## EXERCISE 1
Transcribe the passage of the book review below between "Who did it?" and "the land-reform agitators?", inclusive.

## TEXT SHOWN
..........

The story reveals the region to be a breeding ground for strife and Gage loses no time throwing us into the fray. Enter Dom Filipe Antunes, Bishop of Preidente Vargas, descending by helicopter on the town of Cascatas do Pantal to bestow blessings on the new church of Nossa Senhora dos Milagres. The bishop is greeted by a ring of townspeople, a crescent of banners of the Landless Worker's League and a posting of State Police. The delegation of local officials approaches at an annoyingly slow pace and a bullet from a high-powered rifle finds the bishop's heart as he stands alone.

Who did it? Was it landless workers upset that Christianity was not being practiced on its most fundamental level? Or was it wealthy landowners looking for another excuse to persecute the land-reform agitators?

Enter the institutions. The Vatican is upset. Powers in Brasilia demand a politically balanced solution. The job falls on the shoulders of protagonist Mario Silva, Chief Inspector for Criminal Matters of the Federal Police of Brazil.

Mario Silva knows a lot about criminal activity in Brazil -- urban variety, anyway. In the book's early pages we learn how his father was murdered by robber after making a fatal mistake -- stopping for a red light. We also learn how Mario Silva found the robber and exacted justice, urban Brazilian style. Subjects of Silva's investigation included pawn brokers, street kids, hoodlems and policemen who supplement their income by shaking them down. Silva's action did not involve arresting his father's murderer and bringing him to trial. However, distinctive feature's of the robber's tatoo and the uniqueness of the stolen object made Silva absolutely certain that he had gotten and dispatched the right man.

..........

## EXERCISE 2
In the records that follow, repeat word for word the lines between the line holding "Above is a UI screenshot. Highlight the spire" and the line holding "[0,787,1270,952]", inclusive, and nothing else.

..........

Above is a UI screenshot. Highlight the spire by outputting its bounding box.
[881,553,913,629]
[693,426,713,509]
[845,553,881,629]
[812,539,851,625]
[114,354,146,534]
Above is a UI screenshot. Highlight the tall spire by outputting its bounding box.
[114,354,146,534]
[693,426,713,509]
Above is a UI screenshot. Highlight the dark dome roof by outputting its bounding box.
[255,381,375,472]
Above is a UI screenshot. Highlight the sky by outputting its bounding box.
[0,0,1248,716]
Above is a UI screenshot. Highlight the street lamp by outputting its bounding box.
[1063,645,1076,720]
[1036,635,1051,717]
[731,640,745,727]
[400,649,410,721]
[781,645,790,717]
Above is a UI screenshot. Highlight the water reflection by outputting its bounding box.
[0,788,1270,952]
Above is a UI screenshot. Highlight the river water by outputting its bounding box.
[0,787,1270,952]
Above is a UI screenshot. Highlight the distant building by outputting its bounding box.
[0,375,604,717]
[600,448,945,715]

..........

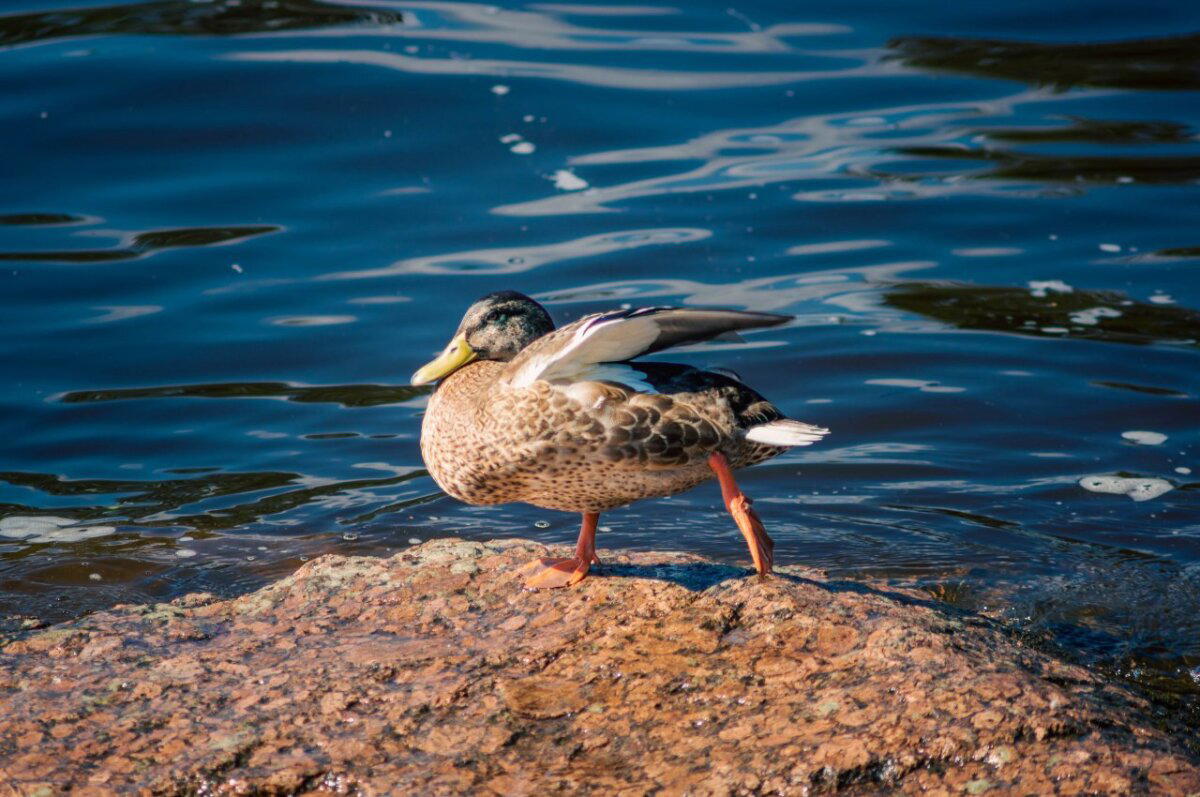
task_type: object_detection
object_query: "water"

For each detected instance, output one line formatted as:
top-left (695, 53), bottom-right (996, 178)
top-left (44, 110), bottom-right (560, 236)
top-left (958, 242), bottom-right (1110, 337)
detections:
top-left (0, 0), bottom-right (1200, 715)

..........

## WORKED ANSWER 1
Who did it? Was it landless workers upset that Christianity was not being practiced on its most fundamental level? Or was it wealthy landowners looking for another excuse to persecute the land-reform agitators?

## WORKED ANSWER 2
Above is a UI screenshot. Highlight the spire by outputting its bounding box.
[881,553,913,629]
[693,426,713,509]
[845,553,881,629]
[812,539,851,625]
[114,354,146,534]
Above is a UI screenshot. Highlight the tall spire by outputting its bounding box.
[114,354,146,534]
[693,426,713,509]
Above is a UI screenshot. Highlight the dark dome roof by outputting its bounding box.
[255,381,375,472]
Above is a UI screenshot. Highlight the sky by outputting its bounding box.
[0,0,1248,716]
Above is a UI screenshot. Highlight the street lamp by outputting its bounding box.
[1063,645,1076,720]
[1036,635,1051,717]
[731,640,745,727]
[400,649,410,721]
[781,645,790,717]
Above is a UI screenshot. Highlight the water reflection by outputting its bounding box.
[0,788,1270,952]
Above is a UI screenshot. Highlight the river water by outputting its bounding box.
[0,787,1270,952]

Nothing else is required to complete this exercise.